Dataset entries:
####################

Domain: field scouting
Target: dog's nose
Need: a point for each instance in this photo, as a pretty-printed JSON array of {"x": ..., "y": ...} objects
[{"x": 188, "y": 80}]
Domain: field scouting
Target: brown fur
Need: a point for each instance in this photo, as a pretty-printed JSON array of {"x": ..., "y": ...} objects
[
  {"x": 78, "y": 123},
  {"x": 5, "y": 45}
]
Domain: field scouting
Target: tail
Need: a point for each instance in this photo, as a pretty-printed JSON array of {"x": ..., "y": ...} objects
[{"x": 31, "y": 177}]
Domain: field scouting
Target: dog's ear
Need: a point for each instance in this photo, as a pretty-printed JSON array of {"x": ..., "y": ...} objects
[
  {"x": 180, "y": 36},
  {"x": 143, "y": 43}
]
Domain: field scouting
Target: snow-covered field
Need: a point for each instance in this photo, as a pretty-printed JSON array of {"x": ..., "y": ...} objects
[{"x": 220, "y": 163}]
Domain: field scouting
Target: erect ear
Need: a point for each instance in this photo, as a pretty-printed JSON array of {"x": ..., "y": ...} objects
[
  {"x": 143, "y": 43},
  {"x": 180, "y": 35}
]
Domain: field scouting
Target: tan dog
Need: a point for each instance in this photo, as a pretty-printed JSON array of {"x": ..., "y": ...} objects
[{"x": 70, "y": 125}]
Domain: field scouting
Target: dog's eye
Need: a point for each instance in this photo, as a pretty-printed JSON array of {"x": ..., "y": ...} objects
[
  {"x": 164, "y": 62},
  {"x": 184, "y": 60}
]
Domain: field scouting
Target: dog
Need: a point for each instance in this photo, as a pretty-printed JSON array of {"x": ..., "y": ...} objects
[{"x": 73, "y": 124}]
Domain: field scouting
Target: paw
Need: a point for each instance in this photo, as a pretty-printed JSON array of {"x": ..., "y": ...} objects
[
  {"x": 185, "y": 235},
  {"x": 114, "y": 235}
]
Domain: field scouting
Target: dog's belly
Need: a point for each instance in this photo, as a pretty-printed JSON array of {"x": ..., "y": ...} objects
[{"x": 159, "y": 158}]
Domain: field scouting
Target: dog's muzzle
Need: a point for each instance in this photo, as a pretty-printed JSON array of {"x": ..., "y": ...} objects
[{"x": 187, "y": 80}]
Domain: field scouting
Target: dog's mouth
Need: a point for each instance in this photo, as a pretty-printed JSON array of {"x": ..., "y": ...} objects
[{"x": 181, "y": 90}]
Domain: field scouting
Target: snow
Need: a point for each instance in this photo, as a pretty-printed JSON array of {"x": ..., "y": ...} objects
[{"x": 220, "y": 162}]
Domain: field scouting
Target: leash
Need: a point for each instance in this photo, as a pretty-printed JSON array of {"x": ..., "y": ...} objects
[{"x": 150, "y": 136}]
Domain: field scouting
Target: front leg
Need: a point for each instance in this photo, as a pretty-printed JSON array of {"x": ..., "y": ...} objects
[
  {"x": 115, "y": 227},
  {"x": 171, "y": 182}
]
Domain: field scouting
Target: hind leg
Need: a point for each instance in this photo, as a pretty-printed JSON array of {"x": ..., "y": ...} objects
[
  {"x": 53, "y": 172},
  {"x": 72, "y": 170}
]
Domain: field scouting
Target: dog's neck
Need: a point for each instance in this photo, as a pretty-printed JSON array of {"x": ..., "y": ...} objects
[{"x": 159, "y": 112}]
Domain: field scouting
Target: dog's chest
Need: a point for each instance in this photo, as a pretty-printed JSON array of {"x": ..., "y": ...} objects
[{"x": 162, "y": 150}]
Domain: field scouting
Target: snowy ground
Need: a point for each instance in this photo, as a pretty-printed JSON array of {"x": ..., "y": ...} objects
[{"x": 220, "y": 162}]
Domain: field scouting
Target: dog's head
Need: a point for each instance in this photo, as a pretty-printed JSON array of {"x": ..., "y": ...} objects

####################

Task instructions: Begin with the line that contains "Target: snowy ground" and end with the last line of the records; set down every line in that span exactly, and nothing else.

Problem solution:
Target: snowy ground
Need: a point for each instance in this photo, as a pretty-printed JSON array of {"x": ..., "y": ...} objects
[{"x": 220, "y": 162}]
Domain: field scouting
Target: dog's head
Need: a point for each instance in this photo, as a pretty-printed JSON array of {"x": ..., "y": ...} objects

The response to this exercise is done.